> **Document extract**:
━━━━━━
As he learned more about the application, the athletic trainer he worked with during spring quarter asked him more frequently to take care of athletes’ complaints and injuries.
“It was like, ‘Really? You want to hear what I have to think?’ That was really cool, and it just builds from there,” Leandro said.
Soft-spoken, Leandro said that he barely talked during his first quarter in the program, but as he got to know the trainers better and was asked to take on more and more responsibilities, he said his confidence rose and interacting with trainers and athletes became more natural.
“(It was) a confidence boost, being able to interact with people I don’t know – especially in this context, whether it’s new athletic trainers or coaches or new players that come in,” Leandro said. “I feel more comfortable walking up to them and talking to them.”
Leandro’s student medicine partner on men’s soccer, third-year psychobiology student Laura Steindorf, said she has seen Leandro become more vocal.
“He’s definitely come out of his shell a lot more,” Steindorf said. “He used to be a lot quieter too, when I was working with him.”
Leandro, an avid soccer player, said one of his most memorable experiences was traveling with the soccer team to North Carolina for the final two games of the season. Not only did Leandro get to work on the sport he loves, but he also got to work with a team that Steindorf said is sociable and easy to work with.
Part of that ability to communicate easily with athletes comes from Leandro’s experience from sustaining injuries and going through the rehabilitation process. He said sometimes when he tells athletes about his injuries, they are surprised, but it ultimately helps him understand what the athlete is going through while reassuring the athlete that the trainer has been there before too.
“(Knowing that process) helps me empathize with them a little better, at least sympathize with them a little better, and be able to connect with them that maybe in ways I wouldn’t have been able to otherwise, because I know it’s like to sit there and not be able to do anything,” Leandro said.
Tandi Hawkey, Leandro’s supervisor during his rookie year and the senior athletic trainer for men’s soccer, said that experience allows Leandro to better describe to an injured athlete what to expect, taking away their fear of the unknown.
━━━━━━
> **Task statement**: Can you resume the article about Leandro's student athletic training, picking up right after its final sentence? The lines after this have no connection to the article about Leandro's student athletic training.
━━━━━━
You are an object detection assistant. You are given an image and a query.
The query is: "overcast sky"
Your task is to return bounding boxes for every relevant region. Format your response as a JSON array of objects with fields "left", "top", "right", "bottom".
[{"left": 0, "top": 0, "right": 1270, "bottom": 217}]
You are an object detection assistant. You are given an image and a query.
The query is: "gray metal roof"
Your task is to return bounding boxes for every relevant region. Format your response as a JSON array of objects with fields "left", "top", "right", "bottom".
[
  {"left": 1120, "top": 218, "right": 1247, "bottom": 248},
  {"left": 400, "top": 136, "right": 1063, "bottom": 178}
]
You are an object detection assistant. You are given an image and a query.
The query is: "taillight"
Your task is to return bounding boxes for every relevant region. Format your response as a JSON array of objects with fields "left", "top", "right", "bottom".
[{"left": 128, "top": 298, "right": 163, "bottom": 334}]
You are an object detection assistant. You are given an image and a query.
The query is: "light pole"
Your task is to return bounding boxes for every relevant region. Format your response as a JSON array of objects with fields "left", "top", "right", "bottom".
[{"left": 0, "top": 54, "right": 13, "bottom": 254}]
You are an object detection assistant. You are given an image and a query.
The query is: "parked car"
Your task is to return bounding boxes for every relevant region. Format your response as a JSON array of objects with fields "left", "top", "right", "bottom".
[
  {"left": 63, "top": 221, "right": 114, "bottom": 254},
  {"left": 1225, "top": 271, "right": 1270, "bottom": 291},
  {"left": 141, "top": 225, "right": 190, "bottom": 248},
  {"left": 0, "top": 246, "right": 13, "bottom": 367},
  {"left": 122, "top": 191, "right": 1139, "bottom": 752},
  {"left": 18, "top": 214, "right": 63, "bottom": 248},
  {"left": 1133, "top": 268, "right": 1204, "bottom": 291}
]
━━━━━━
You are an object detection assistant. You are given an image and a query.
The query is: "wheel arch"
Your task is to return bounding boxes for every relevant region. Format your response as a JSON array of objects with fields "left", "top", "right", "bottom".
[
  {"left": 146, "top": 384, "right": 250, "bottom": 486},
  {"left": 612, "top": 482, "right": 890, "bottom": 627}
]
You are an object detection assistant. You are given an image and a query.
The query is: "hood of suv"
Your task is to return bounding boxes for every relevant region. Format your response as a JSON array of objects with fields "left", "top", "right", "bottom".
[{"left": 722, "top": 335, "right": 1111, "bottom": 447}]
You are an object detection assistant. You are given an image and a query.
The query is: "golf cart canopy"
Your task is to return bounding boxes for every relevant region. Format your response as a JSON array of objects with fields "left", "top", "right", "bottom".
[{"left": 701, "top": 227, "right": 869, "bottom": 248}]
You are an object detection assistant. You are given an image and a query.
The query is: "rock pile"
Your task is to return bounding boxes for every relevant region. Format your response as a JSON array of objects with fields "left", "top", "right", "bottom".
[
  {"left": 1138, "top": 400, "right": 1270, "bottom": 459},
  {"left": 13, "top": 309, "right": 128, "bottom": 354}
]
━━━━━━
> **Answer to this exercise**:
“Being able to say, ‘When I went through that, this is kind of how the outcome was, this is what to expect the first couple of days, the first couple of weeks or so’ – to have that own personal experience and to share that with them – I think is really helpful,” Hawkey said.
As Leandro gained confidence, he shifted into a leadership position as the senior intern on the teams he works with, which are men’s soccer and track and field. Steindorf said he’s been a mentor for her, going out of his way to teach her skills that weren’t taught by the athletic trainers or helping her with a taping technique she struggled with.
“Christian’s the man. He’s a mentor in every sense of the word,” Steindorf said. “He really goes above and beyond what is expected of him in this program in terms of passing down the skills that are necessary to be a top-level athletic trainer.”
Likewise, Hawkey said she has seen that change in leadership and that Leandro’s proactive approach and ability to see the big picture make him a great trainer and a great coworker. She said he’ll anticipate an issue and fix it without waiting to be given direct instruction.
Leandro said when he saw his first-year mentor for the first time after being accepted, she gave him a disclaimer.
“She was like, ‘Congrats! Your life at UCLA will never be the same,’ and it really wasn’t,” Leandro said. “A lot of time went into it (and) a lot of effort, but its been so worth it.”
Now on the other side of the tape, Leandro has found his passion and is carving his path for the future.